= Beginning of Section =

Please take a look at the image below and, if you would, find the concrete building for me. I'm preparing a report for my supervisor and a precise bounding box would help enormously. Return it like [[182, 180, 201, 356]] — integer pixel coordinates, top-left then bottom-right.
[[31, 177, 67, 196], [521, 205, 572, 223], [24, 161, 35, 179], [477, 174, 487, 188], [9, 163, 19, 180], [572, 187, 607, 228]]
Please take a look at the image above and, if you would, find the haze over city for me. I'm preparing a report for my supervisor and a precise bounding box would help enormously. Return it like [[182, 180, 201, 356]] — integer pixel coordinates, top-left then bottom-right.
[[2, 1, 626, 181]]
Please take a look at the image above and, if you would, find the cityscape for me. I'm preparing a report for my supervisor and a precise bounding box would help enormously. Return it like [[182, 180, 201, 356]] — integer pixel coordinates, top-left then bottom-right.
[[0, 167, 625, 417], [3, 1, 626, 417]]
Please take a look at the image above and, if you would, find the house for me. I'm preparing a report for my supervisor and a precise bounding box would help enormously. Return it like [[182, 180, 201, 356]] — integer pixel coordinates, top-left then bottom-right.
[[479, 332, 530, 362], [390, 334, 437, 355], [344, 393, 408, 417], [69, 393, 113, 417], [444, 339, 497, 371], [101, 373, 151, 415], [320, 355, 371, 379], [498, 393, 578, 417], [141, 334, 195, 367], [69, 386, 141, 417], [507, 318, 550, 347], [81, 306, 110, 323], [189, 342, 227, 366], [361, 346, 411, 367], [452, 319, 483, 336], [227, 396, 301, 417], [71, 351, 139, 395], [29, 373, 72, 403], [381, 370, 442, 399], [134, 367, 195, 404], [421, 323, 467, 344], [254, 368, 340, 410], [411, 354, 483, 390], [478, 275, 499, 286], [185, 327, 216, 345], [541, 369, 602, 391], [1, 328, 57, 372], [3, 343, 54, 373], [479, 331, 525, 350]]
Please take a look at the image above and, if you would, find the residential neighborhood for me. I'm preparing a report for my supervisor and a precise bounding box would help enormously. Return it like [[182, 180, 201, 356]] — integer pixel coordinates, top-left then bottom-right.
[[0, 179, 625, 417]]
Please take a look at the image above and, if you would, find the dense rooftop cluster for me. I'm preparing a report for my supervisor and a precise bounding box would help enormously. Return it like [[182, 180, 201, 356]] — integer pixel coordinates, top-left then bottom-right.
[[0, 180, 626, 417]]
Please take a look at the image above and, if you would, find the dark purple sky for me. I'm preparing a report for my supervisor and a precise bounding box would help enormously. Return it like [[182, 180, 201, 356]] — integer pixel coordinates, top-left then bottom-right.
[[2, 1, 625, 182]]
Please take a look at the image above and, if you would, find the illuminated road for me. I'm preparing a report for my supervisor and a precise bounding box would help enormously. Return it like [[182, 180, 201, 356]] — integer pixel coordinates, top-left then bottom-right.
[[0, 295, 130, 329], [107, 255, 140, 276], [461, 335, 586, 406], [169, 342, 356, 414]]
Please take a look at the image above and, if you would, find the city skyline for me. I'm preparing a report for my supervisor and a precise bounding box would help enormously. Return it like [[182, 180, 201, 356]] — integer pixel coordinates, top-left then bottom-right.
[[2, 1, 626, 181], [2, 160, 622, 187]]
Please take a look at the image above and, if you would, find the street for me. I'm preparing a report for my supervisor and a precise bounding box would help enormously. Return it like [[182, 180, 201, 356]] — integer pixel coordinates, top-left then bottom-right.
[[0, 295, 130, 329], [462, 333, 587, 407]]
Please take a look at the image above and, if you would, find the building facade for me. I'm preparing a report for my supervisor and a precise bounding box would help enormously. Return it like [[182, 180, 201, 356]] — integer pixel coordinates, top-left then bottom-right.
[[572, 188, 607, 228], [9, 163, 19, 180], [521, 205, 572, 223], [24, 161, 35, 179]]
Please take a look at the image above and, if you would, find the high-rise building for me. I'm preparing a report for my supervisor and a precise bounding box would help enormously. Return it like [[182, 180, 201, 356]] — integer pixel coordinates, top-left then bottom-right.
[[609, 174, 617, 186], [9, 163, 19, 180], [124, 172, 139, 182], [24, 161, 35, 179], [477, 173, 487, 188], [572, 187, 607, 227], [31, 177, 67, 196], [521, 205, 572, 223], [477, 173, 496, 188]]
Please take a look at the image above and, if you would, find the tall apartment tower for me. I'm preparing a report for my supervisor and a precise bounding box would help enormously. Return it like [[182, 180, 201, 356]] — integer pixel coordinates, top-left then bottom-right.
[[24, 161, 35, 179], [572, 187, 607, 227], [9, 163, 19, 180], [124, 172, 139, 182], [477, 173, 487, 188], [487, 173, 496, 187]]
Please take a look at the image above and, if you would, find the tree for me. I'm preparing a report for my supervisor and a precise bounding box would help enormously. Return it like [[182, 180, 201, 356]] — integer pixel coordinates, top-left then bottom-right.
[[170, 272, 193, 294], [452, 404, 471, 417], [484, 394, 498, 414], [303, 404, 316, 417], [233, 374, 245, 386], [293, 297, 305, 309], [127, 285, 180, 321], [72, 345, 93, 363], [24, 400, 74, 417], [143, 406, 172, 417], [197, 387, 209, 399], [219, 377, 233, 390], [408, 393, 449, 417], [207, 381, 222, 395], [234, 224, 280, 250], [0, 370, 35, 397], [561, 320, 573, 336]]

= End of Section =

→ TASK ITEM:
Every line of the material above is to be copied exactly.

→ RESULT OF THIS TASK:
Please take a look at the image below and, if you would, find the concrete building for me. I'm preparing a report for my supervisor and a precise bounding box would help enormously. Return it like [[182, 180, 201, 356]] — integer pixel coordinates, top-left then bottom-right.
[[31, 177, 67, 196], [521, 205, 572, 223], [24, 161, 35, 179], [477, 174, 487, 188], [9, 163, 19, 180], [572, 187, 607, 228]]
Please take a look at the image above and, if you would, find the haze over city for me. I'm preparing a report for my supervisor and a precise bounding box would help enormously. Return it like [[182, 180, 201, 356]] — integer pixel coordinates, top-left then bottom-right.
[[2, 1, 626, 181]]
Please take a look at the image above and, if you would, find the cityscape for me. I'm preparing a report for my supervisor and a precise bounding box would help enormously. Return it like [[182, 180, 201, 356]] — integer pixel coordinates, top-left then bottom-right.
[[0, 167, 625, 417], [3, 1, 626, 417]]
Please take a look at the image above and, if you would, find the house for me. I'm preparing a report for my supervisor and a precise bounding box would help enormously. Return it like [[182, 180, 201, 356]] — integer pixel coordinates, top-left then bottom-right.
[[479, 332, 530, 362], [390, 334, 437, 355], [344, 393, 408, 417], [69, 393, 113, 417], [444, 339, 497, 371], [101, 373, 151, 415], [320, 355, 371, 379], [498, 393, 578, 417], [141, 334, 195, 367], [69, 386, 141, 417], [507, 318, 550, 347], [81, 306, 110, 323], [189, 342, 227, 366], [361, 346, 411, 367], [452, 319, 483, 336], [227, 396, 301, 417], [71, 351, 139, 395], [29, 373, 72, 403], [381, 370, 442, 399], [134, 367, 195, 404], [421, 323, 467, 344], [254, 368, 340, 410], [411, 354, 483, 390], [478, 275, 499, 286], [185, 327, 216, 345], [541, 369, 602, 391], [1, 328, 57, 372], [3, 343, 54, 373], [479, 331, 525, 350]]
Please take a look at the image above and, if you would, find the residential neighborhood for me. I'm preparing a report for my supervisor and a precise bounding box would help enormously. Return it like [[182, 180, 201, 356]] — integer pixel coordinates, top-left then bottom-right.
[[0, 179, 625, 417]]
Please take a look at the image above and, if you would, find the dense rooftop cluster for me. I'm preparing a report for my supervisor and a precise bounding box would help enormously. Return it like [[182, 180, 201, 356]] — integer pixel coordinates, top-left then bottom-right.
[[0, 180, 626, 417]]
Please take a look at the image above and, if you would, find the dark purple sky for me. I'm preparing a report for my supervisor and a precise bounding box would help enormously. Return it like [[182, 180, 201, 356]] — integer pixel coordinates, top-left then bottom-right.
[[2, 1, 625, 182]]
Please take a look at the image above and, if you would, find the illuminated road for me. I'm preparing a report for my supervisor and a precise bounding box would help enormously. Return it like [[182, 180, 201, 356]] — integer pixel coordinates, top-left then bottom-right.
[[0, 295, 130, 329], [107, 255, 140, 276], [461, 335, 586, 406], [169, 342, 356, 414]]
Please take a look at the image above and, if you would, find the city skyline for me. I'm preparing a report for my supervisor and a precise bounding box would help enormously. Return it like [[182, 180, 201, 356]] — integer pixel coordinates, top-left then bottom-right.
[[2, 1, 626, 181], [2, 160, 622, 187]]
Please take a look at the image above and, if you would, find the street for me. I'm preparing a report for my supervisor and a precise bounding box would help enormously. Return it like [[182, 180, 201, 356]] — integer pixel coordinates, top-left then bottom-right.
[[0, 295, 130, 329], [462, 333, 587, 407]]
Please take a look at the image above and, if you would, find the building facade for me. I'm preparing a report for my supervisor and a precise bounding box would help enormously. Return it like [[182, 180, 201, 356]] — integer pixel coordinates, top-left then bottom-right.
[[572, 188, 607, 228], [9, 163, 19, 180], [521, 205, 572, 223], [24, 161, 35, 179]]
Please take a look at the image above and, if you would, find the high-rise building for me. I'm preparing a report for my supervisor and a precise bounding box would help enormously. Return it like [[182, 180, 201, 356]] — integer pixel coordinates, top-left then bottom-right.
[[609, 174, 617, 186], [9, 163, 19, 180], [124, 172, 139, 182], [24, 161, 35, 179], [477, 173, 487, 188], [572, 187, 607, 227], [31, 177, 67, 196], [521, 205, 572, 223], [477, 173, 496, 188]]
Please take a look at the image above and, if you would, find the tall apartment tower for me. I'm preparing a report for my supervisor and a precise bounding box would help enormously. Return it like [[182, 180, 201, 356]] — integer pixel coordinates, top-left then bottom-right.
[[24, 161, 35, 179], [572, 187, 607, 227], [9, 163, 19, 180], [124, 172, 139, 182], [477, 173, 487, 188], [487, 173, 496, 187]]
Please take a look at the image above and, if you would, find the tree for me. I'm preparing a report for my supervisor and a precise bounding box would help enormously. Return it like [[182, 180, 201, 356]] — integer pixel coordinates, top-left then bottom-right.
[[170, 272, 193, 294], [452, 404, 471, 417], [484, 394, 498, 414], [303, 404, 316, 417], [233, 374, 245, 386], [293, 297, 305, 309], [127, 285, 180, 321], [72, 345, 93, 363], [24, 400, 74, 417], [143, 406, 172, 417], [197, 387, 209, 399], [219, 377, 233, 390], [408, 393, 449, 417], [207, 381, 222, 395], [234, 224, 280, 250], [0, 370, 35, 397], [561, 320, 573, 336]]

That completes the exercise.